## Documento fuente
+===+
Recuerdo, sin embargo, que el proceso de escritura de Vicio me abrumaba: me involucraba excesivamente en los poemas, se les filtraba mi autobiografía, y ciertos gestos, posiciones, ropa, cuerpos, poseían en mi mente rostro y nombre de personas muy concretas. Terminaba agotado, como quien hace el amor en cada página. Pero quedaba energía creativa, un remanente que no debía despilfarrar, así que me volcaba, en paralelo, en la hechura de collages, obviamente eróticos también. “La respuesta al deseo erótico —así como al deseo, quizá más humano (menos físico), de la poesía y del éxtasis (pero ¿acaso existe una verdadera diferencia entre la poesía y el erotismo, o entre el erotismo y el éxtasis?)— es, por el contrario, un fin”, escribía Bataille en Las lágrimas de Eros.

Se suponía que esos collages ilustraran mi libro Vicio (título que se refiere al calificativo de “vicioso”, como antes llamaba el vulgo en mi país a las ninfómanas y los erotómanos), y como tales participaron en el concurso en el que obtuvo accésit… pero lo publicaron sin incluirlos. Compuesto por Cayo Claudio Espinal, Jeannette Miller y Fernando Cabrera, el jurado que otorgó el premio al estupendo poemario Hechizos de la Hybris de Plinio Chahín, escribió en el veredicto que “además, en pleno ejercicio de sus poderes, concede, de manera unánime, a la obra Vicio, suscrita bajo el seudónimo Radioescucha, un accésit, por los evidentes méritos literarios que contiene su obra poética, lograda con gran desenfado lingüístico y temático, cuyos cuadros, de impactante fuerza poética, transfieren al lector una carga estética con múltiples referentes, sin enjuiciar los collages que lo ilustran.”.
+===+
## Datos proporcionados
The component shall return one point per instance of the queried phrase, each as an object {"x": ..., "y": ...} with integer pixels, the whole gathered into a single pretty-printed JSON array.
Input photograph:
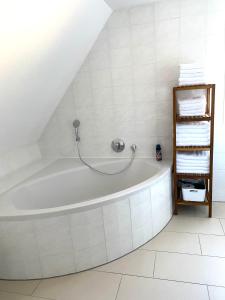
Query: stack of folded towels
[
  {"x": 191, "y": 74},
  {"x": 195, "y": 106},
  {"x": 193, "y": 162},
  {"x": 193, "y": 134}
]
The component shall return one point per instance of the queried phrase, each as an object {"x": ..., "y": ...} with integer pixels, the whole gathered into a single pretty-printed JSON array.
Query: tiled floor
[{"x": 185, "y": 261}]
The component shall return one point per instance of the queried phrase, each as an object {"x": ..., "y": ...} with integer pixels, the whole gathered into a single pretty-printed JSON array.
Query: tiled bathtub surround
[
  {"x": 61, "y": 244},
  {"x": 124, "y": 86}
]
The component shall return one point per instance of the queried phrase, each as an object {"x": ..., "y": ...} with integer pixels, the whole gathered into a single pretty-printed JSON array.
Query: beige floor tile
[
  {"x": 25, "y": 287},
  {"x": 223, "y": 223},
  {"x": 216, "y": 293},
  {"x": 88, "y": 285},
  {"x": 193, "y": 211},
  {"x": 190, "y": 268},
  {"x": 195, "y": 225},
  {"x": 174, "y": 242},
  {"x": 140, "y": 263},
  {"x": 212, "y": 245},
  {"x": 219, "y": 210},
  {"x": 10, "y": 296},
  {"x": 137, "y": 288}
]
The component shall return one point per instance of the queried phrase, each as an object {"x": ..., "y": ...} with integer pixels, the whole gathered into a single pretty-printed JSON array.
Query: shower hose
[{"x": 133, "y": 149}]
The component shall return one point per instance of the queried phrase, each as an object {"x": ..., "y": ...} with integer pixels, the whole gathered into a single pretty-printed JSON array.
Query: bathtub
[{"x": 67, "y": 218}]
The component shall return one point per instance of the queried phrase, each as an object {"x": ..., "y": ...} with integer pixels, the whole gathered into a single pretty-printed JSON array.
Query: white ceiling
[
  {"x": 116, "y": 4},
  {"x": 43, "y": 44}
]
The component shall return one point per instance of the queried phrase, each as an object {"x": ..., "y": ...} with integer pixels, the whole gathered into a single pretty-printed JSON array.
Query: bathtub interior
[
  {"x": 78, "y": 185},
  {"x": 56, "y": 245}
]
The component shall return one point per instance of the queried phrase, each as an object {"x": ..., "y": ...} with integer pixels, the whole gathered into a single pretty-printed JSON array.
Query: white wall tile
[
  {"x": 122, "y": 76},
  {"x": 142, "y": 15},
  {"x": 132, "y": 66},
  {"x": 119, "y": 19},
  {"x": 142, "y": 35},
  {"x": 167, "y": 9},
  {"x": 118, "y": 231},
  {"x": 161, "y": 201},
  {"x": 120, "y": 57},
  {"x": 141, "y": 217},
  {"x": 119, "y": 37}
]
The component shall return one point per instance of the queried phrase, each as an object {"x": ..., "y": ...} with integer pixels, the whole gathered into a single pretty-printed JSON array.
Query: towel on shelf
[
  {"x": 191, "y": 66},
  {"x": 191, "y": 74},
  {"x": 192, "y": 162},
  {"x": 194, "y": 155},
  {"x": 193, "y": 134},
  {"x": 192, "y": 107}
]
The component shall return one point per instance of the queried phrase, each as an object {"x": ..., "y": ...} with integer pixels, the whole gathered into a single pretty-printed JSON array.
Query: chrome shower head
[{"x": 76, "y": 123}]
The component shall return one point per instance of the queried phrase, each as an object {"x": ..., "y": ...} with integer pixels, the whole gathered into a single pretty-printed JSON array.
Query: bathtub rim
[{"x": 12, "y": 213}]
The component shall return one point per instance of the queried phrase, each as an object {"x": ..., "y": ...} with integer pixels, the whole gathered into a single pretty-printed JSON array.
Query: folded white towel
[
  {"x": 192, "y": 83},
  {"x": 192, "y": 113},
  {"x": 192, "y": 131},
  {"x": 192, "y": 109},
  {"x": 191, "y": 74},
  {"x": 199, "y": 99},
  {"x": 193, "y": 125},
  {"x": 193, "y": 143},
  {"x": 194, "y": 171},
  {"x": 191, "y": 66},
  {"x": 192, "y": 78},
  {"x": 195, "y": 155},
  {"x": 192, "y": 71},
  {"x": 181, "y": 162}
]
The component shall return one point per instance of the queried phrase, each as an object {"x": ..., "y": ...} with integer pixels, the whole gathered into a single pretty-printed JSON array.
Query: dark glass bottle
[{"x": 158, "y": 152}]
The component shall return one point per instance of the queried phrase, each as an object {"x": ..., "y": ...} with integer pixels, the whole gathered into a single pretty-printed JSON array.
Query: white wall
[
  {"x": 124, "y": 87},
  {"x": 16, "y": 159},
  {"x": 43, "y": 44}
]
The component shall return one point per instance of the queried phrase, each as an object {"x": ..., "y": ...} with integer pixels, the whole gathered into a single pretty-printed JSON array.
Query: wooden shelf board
+===+
## Qué se pide
¿Puedes reescribir el texto sobre Vicio desde "Recuerdo, sin embargo, que" hasta "lágrimas de Eros.", cambiando "poemas" por "versos"? Las líneas no intervienen para nada en esto.

## Solución
Recuerdo, sin embargo, que el proceso de escritura de Vicio me abrumaba: me involucraba excesivamente en los versos, se les filtraba mi autobiografía, y ciertos gestos, posiciones, ropa, cuerpos, poseían en mi mente rostro y nombre de personas muy concretas. Terminaba agotado, como quien hace el amor en cada página. Pero quedaba energía creativa, un remanente que no debía despilfarrar, así que me volcaba, en paralelo, en la hechura de collages, obviamente eróticos también. “La respuesta al deseo erótico —así como al deseo, quizá más humano (menos físico), de la poesía y del éxtasis (pero ¿acaso existe una verdadera diferencia entre la poesía y el erotismo, o entre el erotismo y el éxtasis?)— es, por el contrario, un fin”, escribía Bataille en Las lágrimas de Eros.